▼

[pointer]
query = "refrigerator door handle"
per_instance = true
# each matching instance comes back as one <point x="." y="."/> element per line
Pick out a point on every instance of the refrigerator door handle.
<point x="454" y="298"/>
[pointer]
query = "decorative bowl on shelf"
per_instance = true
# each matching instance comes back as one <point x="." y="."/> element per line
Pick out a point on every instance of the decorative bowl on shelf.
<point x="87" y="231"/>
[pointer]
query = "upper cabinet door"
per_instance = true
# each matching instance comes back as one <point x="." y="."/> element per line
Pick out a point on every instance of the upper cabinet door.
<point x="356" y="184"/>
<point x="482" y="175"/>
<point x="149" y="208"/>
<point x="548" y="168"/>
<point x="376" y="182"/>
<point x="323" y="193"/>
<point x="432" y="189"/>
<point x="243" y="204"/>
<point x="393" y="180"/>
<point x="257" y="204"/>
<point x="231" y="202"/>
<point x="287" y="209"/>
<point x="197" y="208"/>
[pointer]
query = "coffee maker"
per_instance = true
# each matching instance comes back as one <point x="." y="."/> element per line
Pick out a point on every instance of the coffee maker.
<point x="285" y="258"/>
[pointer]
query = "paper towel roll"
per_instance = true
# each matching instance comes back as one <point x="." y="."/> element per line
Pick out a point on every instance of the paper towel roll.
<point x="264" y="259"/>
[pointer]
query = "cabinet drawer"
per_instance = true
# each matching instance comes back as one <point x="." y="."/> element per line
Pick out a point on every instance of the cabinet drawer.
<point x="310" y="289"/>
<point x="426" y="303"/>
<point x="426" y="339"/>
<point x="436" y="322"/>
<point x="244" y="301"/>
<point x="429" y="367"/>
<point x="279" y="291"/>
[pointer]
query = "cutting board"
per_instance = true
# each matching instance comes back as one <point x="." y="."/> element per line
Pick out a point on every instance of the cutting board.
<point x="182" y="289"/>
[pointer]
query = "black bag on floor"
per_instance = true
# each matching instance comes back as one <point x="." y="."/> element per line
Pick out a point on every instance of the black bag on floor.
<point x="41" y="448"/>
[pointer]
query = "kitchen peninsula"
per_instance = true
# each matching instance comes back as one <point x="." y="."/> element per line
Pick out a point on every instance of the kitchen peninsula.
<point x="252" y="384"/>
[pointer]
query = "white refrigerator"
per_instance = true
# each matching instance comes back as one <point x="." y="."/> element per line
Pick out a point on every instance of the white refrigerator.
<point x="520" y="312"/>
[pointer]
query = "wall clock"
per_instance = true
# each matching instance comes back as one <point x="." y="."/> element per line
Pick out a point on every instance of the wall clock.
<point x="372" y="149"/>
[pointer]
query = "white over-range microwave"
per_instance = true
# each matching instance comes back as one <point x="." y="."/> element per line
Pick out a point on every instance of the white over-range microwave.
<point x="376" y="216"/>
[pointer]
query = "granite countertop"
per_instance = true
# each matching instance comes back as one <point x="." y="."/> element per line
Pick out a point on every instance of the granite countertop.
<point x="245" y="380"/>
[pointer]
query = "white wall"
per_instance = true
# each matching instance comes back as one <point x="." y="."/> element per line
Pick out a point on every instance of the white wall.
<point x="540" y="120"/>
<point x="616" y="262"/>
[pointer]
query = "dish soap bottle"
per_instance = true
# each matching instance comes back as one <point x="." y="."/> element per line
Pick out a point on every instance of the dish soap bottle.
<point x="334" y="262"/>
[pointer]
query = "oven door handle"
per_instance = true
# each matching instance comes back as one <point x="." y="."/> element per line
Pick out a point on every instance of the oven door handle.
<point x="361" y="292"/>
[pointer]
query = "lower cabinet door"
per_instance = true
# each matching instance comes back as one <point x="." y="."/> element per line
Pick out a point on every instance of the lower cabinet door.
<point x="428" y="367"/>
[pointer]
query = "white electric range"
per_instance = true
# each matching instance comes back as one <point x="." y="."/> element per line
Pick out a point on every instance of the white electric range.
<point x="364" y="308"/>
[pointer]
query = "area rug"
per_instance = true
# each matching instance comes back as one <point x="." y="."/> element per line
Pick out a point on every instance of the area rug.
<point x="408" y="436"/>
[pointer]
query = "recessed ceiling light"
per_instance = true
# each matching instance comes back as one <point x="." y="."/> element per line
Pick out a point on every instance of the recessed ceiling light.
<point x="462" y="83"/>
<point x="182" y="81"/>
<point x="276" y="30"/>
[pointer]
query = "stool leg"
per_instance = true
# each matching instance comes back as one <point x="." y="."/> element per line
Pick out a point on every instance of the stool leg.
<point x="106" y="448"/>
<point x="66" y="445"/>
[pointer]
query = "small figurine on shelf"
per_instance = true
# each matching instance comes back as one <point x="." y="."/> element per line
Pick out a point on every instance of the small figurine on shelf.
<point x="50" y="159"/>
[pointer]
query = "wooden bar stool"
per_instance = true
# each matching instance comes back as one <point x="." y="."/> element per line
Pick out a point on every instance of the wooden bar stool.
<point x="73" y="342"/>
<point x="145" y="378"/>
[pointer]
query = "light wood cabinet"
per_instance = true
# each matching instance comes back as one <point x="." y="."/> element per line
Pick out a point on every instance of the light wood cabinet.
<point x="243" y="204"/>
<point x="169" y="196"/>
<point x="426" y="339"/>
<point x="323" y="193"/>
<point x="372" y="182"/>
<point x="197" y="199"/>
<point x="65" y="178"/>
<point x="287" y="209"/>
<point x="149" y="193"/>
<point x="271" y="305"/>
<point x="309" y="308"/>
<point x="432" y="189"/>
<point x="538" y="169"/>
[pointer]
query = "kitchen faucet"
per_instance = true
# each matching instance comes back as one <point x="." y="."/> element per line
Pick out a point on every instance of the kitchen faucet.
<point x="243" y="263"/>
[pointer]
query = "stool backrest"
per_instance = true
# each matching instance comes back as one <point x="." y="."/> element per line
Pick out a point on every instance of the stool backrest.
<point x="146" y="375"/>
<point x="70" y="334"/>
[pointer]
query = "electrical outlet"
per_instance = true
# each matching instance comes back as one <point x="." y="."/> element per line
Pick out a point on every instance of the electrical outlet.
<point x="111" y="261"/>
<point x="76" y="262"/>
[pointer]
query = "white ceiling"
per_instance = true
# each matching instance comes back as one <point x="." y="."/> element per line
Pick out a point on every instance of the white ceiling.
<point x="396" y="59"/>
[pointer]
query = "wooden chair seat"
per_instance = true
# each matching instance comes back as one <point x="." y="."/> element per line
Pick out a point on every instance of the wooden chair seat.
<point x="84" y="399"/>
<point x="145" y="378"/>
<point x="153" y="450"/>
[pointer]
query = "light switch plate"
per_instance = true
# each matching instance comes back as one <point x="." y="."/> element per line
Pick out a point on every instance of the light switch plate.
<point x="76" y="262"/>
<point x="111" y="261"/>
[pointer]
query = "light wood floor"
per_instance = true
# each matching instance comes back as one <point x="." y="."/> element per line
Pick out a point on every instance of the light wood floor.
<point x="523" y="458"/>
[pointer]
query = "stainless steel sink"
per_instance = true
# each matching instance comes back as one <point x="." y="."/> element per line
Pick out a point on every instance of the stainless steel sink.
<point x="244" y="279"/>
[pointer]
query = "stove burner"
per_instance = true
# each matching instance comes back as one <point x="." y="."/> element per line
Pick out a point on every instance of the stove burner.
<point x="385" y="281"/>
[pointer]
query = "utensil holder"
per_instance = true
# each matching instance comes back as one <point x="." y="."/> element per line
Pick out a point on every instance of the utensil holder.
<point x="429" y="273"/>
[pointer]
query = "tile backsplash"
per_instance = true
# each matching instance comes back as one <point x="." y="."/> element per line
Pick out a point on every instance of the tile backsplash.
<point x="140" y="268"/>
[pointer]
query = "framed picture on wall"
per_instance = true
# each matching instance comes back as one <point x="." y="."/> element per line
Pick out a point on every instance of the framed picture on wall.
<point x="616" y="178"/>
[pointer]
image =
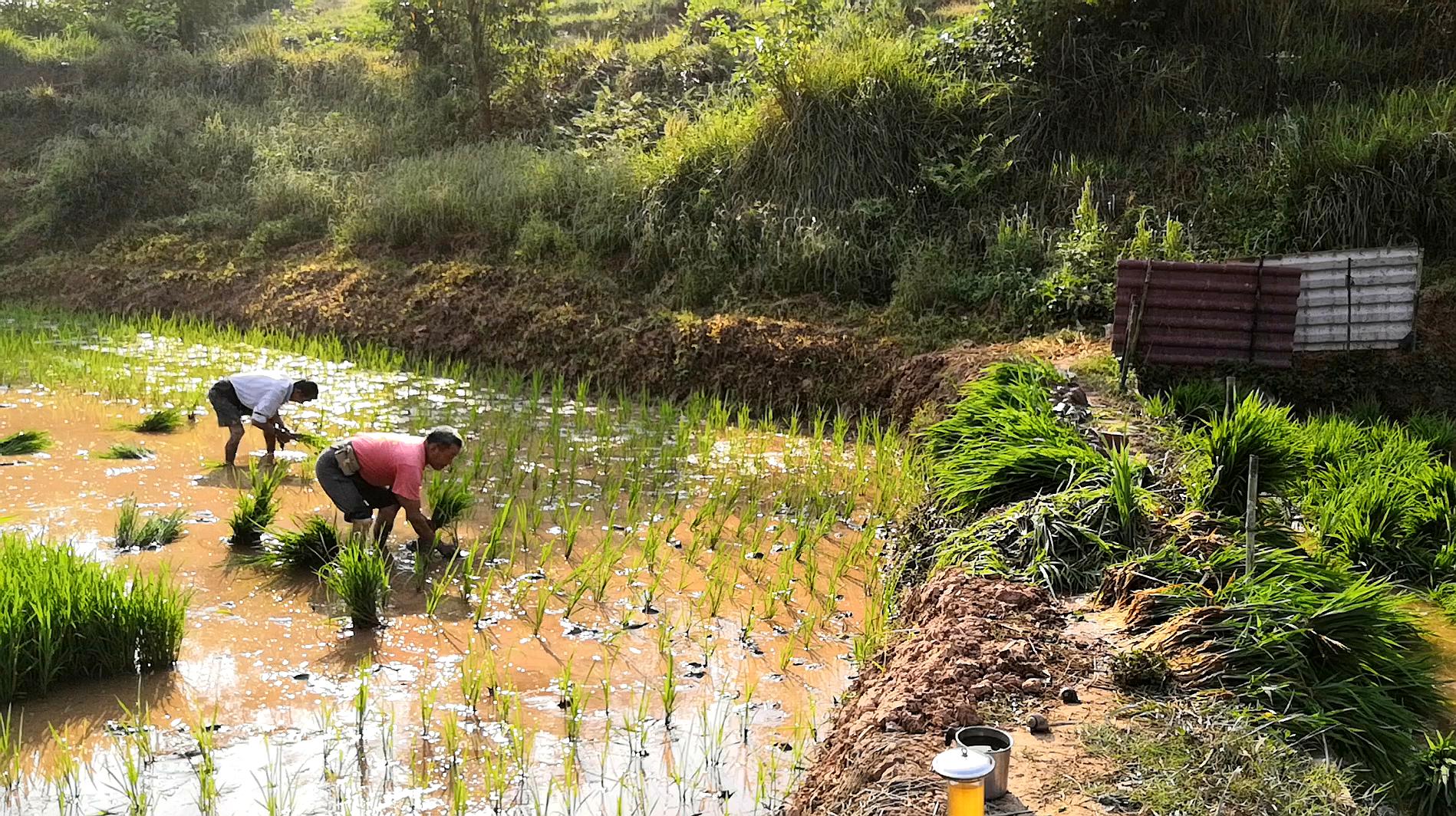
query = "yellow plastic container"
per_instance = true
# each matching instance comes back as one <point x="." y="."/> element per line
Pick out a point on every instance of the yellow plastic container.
<point x="966" y="772"/>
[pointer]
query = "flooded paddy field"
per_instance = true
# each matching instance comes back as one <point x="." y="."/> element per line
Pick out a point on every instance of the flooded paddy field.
<point x="651" y="610"/>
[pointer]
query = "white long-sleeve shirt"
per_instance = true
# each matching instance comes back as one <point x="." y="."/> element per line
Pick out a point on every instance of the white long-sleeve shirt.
<point x="262" y="393"/>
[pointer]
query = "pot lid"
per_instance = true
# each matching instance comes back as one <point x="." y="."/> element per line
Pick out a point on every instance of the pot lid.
<point x="963" y="764"/>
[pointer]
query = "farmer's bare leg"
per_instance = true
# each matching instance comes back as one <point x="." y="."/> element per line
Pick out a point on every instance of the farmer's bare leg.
<point x="235" y="436"/>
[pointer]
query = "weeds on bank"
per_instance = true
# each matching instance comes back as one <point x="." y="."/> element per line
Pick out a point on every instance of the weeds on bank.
<point x="64" y="617"/>
<point x="25" y="443"/>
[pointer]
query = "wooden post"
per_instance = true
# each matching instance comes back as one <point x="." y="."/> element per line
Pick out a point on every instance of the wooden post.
<point x="1251" y="512"/>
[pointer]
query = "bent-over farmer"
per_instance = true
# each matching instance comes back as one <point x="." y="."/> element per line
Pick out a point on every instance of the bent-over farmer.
<point x="385" y="472"/>
<point x="256" y="394"/>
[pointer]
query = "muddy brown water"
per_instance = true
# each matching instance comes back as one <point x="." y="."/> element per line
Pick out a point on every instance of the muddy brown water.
<point x="270" y="658"/>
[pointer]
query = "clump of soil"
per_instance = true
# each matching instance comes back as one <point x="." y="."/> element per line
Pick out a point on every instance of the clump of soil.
<point x="958" y="642"/>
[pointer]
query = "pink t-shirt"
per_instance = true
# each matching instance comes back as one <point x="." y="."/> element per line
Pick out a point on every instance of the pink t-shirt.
<point x="392" y="460"/>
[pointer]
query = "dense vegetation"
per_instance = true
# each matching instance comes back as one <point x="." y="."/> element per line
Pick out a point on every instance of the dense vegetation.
<point x="66" y="617"/>
<point x="1355" y="525"/>
<point x="970" y="159"/>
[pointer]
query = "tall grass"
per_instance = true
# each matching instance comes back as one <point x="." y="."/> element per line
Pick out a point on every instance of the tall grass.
<point x="25" y="443"/>
<point x="360" y="577"/>
<point x="64" y="617"/>
<point x="1219" y="478"/>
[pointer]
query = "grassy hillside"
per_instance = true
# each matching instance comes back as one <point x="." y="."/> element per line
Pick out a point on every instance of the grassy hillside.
<point x="973" y="166"/>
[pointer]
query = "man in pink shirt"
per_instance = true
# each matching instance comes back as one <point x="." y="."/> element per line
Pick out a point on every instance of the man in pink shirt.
<point x="385" y="472"/>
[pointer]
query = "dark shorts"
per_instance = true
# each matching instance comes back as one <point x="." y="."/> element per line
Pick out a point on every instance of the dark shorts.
<point x="226" y="406"/>
<point x="358" y="499"/>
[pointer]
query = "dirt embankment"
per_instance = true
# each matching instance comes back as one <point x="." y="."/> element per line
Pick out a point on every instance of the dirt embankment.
<point x="526" y="321"/>
<point x="963" y="647"/>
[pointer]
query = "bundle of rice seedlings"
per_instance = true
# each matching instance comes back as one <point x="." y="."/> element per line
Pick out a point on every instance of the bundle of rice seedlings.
<point x="123" y="451"/>
<point x="25" y="443"/>
<point x="360" y="577"/>
<point x="1217" y="480"/>
<point x="449" y="499"/>
<point x="156" y="531"/>
<point x="311" y="548"/>
<point x="1430" y="788"/>
<point x="68" y="617"/>
<point x="256" y="508"/>
<point x="1350" y="665"/>
<point x="160" y="421"/>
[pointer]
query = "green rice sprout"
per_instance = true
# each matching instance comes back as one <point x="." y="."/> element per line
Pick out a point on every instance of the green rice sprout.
<point x="360" y="577"/>
<point x="311" y="548"/>
<point x="255" y="511"/>
<point x="69" y="619"/>
<point x="159" y="421"/>
<point x="1431" y="780"/>
<point x="157" y="530"/>
<point x="25" y="443"/>
<point x="449" y="499"/>
<point x="128" y="452"/>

▲

Exercise brief: Print every line of the listing above that contains the string "black". Matching is case-sensitive.

Correct answer:
query = "black bag on floor"
Pick out a point on every instance of the black bag on floor.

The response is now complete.